**Passage provided**
* * *

This went on for a rather long time, until one day, the dude’s house changed back to normal, all of the garbage and waste disappeared and all was right with the world. He found a new job, he made new friends, none of whom had heard about his nightmarish experience (or if they did, they never mentioned it), and that was that.
Man. The Sims is so great.
Stop, drop, and die.
Stephen Johnson, G4tv.com
When The Sims first launched 10 years ago, I was amazed by the idea of the game. A complete social interaction simulator where you manage other people’s surrounding, emotions, bodily functions, friendships, and personalities seemed like magic more than a video game. But then I installed a copy on my iMac, and it took me about three hours to realize that I’m not interested in managing my own bodily functions and relationships, let alone some imaginary person’s, and for all the options and complexity of The Sims, it is, essentially, a dollhouse. Like any dollhouse, the real fun comes in creating private narratives for the fake people you lord over. So my Sim turned to murder.
My main Sim, Doug, began his Sim-life as a family man. He tried hard to fit in, wear nice clothes and not piss in the corner, but he soon found his high-paying job, trophy wife and tasteful interior design stifling. Get up. Go to work. Come home. Turn on radio and dance. Sleep. Repeat. Forever. “Is this all there is?” Doug asked, his existential disappointment in Sim-life mirroring my own disappointment in The Sims.

* * *

**The data**
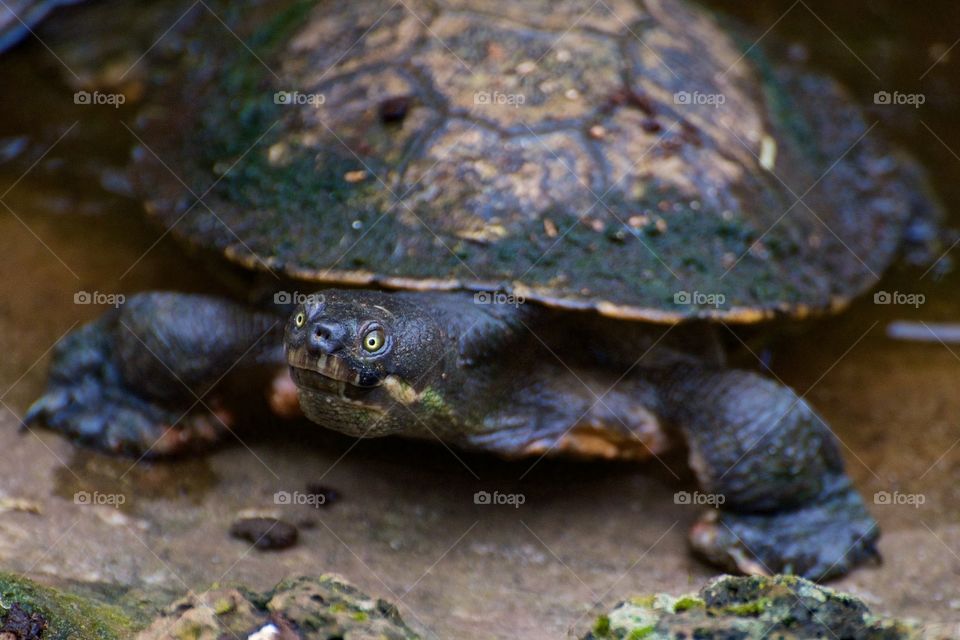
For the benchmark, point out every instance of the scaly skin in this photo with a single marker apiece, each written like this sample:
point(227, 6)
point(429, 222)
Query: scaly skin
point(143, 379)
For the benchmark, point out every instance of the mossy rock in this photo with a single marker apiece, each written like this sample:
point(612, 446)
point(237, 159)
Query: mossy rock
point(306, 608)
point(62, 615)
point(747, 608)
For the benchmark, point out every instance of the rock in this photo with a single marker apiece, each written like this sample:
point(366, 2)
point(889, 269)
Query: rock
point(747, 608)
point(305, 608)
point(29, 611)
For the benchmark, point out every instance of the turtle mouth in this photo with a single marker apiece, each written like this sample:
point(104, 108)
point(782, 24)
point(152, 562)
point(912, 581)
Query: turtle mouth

* * *

**Exercise instructions**
**A.** Answer these from the passage about The Sims, one line each:
(i) How many years before the writing did The Sims first launch?
(ii) On what computer did the writer install a copy of the game?
(iii) What is the name of the writer's main Sim?
**B.** Copy out the part of the passage about The Sims that begins at the words "This went on" and ends after "is so great.".
**C.** Write what comes next in the passage about The Sims, starting right after its final sentence.

**Per-task answers**
**A.**
(i) 10 years
(ii) An iMac
(iii) Doug

**B.**
This went on for a rather long time, until one day, the dude’s house changed back to normal, all of the garbage and waste disappeared and all was right with the world. He found a new job, he made new friends, none of whom had heard about his nightmarish experience (or if they did, they never mentioned it), and that was that.
Man. The Sims is so great.

**C.**
So Doug built a shed in the backyard, four bare walls and a door. At first he wasn’t sure why, but one afternoon, he lured his wife inside the cell, then Doug and I replaced the door with a wall, imprisoning Deborah inside forever. “Is this some kind of a joke?” she seemed to ask. But it wasn’t.
Doug and I watched Deborah’s happiness and health meters empty out. Clinically noted her mortification at having soiled herself (we’re embarrassed to the last; even when death is certain), and listened to her screams. Eventually, she was too weak from hunger to scream anymore, and then she was gone, and Doug, briefly satisfied, went to bed.
But eventually the itch returned, so Doug made new friends of all kinds, inviting them into his home and his backyard. “Say, Doug,” they seemed to say in Simlish, “Why do you have so many headstones in your yard?” Doug chuckled quietly as the answer slowly occurred to them.
Sadly, The Sims only offers a few ways to kill, but Doug made do. Soon the shed was replaced by a pool with no ladder. Doug installed a faulty stove designed to catch fire in a “guest house” decorated with hundreds of paintings of clowns.
Like everything else, Murder offers diminishing returns. The thrill of the first death isn’t matched by the second, and once you’ve killed 20 or 30 people it becomes routine, and the terrible boredom returns...
...Both Doug and I were surprised when the ghosts began to gather.